● **Short exercise**
Pick out every line in the entries below that contains the word "wall" and copy each one in full. Case counts when matching.
--- Start of Extracted information ---
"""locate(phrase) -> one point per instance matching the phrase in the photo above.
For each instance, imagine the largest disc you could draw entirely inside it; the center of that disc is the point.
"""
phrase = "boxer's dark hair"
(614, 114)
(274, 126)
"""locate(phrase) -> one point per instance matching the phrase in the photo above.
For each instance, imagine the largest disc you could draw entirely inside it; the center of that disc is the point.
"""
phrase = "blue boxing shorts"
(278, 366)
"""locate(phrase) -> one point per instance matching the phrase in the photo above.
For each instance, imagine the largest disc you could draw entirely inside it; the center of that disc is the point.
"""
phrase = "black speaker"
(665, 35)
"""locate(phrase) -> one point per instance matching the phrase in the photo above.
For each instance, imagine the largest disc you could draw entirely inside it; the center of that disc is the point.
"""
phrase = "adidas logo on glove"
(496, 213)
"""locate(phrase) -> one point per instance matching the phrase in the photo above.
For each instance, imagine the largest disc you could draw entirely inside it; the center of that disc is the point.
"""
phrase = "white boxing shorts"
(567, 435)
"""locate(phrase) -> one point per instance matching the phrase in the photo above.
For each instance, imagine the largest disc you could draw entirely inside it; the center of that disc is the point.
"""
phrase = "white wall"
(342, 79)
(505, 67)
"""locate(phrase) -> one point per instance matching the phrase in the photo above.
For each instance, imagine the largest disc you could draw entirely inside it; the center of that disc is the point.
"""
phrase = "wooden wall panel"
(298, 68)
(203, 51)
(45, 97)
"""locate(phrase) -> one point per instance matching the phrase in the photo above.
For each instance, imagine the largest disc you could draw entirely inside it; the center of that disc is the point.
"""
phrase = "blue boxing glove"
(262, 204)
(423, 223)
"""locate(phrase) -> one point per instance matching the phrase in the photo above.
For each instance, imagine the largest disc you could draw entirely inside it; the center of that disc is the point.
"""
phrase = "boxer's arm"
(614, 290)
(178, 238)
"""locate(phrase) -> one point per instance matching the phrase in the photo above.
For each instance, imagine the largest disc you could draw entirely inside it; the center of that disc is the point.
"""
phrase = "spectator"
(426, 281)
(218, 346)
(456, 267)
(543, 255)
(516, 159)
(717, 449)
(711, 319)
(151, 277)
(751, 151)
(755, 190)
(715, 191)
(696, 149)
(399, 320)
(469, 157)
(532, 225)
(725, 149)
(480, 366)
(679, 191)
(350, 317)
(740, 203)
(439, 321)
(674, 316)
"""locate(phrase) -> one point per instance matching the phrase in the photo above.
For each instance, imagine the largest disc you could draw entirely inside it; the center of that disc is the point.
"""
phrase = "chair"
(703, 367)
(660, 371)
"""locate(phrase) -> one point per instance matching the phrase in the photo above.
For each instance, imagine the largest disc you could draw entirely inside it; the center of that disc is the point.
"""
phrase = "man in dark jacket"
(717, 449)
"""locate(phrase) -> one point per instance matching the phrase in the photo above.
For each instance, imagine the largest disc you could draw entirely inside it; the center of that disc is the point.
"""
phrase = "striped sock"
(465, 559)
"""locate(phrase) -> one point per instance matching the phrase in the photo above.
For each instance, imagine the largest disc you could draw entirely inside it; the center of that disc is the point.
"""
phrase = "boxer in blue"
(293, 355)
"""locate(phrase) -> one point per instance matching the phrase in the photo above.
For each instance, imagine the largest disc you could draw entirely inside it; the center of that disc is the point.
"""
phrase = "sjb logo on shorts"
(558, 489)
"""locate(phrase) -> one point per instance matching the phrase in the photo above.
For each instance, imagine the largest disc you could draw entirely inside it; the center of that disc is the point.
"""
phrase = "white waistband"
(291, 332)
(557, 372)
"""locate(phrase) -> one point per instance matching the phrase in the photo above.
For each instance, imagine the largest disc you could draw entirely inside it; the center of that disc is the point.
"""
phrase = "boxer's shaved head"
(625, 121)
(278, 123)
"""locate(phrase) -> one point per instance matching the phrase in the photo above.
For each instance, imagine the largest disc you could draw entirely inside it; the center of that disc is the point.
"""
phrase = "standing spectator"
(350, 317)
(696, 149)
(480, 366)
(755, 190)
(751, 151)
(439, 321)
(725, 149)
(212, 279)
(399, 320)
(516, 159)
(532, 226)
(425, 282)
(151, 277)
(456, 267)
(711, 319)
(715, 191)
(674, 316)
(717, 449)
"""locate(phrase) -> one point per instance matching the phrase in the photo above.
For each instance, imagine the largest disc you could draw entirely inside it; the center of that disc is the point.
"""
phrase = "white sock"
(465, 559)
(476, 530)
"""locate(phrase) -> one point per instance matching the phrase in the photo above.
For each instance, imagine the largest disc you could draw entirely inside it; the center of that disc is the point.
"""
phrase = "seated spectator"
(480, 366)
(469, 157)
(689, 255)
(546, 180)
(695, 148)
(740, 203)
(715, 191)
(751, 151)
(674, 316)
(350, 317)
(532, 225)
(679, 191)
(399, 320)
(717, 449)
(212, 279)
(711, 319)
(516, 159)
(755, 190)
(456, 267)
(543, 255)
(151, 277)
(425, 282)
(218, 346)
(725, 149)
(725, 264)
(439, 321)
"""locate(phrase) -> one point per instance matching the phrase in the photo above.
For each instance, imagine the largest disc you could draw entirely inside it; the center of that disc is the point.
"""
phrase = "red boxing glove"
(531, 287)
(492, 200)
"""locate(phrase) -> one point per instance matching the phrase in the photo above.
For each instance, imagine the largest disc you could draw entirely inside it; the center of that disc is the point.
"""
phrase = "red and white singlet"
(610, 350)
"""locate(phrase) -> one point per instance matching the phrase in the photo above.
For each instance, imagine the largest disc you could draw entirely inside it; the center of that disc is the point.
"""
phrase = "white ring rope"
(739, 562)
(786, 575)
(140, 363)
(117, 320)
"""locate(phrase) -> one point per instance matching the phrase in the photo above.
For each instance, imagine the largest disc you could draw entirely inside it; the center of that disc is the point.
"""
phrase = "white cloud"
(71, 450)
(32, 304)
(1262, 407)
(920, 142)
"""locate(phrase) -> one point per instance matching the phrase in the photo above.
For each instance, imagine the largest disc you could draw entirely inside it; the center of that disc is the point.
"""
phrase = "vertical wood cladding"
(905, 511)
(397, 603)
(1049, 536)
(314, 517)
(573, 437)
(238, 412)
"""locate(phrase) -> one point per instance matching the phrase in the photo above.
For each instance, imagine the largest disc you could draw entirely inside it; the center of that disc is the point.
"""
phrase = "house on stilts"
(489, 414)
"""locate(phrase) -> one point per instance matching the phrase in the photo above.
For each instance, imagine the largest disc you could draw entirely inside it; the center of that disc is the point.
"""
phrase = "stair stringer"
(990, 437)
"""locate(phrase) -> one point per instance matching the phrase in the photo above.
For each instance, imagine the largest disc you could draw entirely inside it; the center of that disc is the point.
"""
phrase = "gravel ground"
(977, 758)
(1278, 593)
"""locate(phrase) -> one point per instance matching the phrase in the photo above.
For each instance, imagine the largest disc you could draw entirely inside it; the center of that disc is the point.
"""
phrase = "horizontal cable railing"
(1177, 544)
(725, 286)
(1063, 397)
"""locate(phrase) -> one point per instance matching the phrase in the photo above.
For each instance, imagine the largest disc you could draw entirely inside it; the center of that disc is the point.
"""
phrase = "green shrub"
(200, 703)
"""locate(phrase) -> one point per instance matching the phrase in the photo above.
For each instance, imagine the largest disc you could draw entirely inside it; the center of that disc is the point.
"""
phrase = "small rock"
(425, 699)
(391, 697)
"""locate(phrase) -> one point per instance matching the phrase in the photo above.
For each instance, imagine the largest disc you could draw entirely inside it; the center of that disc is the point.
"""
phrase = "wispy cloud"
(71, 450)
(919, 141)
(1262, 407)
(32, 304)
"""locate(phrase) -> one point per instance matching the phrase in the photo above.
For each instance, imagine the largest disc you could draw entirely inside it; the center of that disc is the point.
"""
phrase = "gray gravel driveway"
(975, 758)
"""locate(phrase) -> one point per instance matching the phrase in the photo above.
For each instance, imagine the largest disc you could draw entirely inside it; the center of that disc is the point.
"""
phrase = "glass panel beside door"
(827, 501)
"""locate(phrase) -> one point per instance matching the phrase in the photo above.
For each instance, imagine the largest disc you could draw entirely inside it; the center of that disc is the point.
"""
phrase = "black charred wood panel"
--- End of Extracted information ---
● **Solution to this exercise**
phrase = "white wall"
phrase = "wooden wall panel"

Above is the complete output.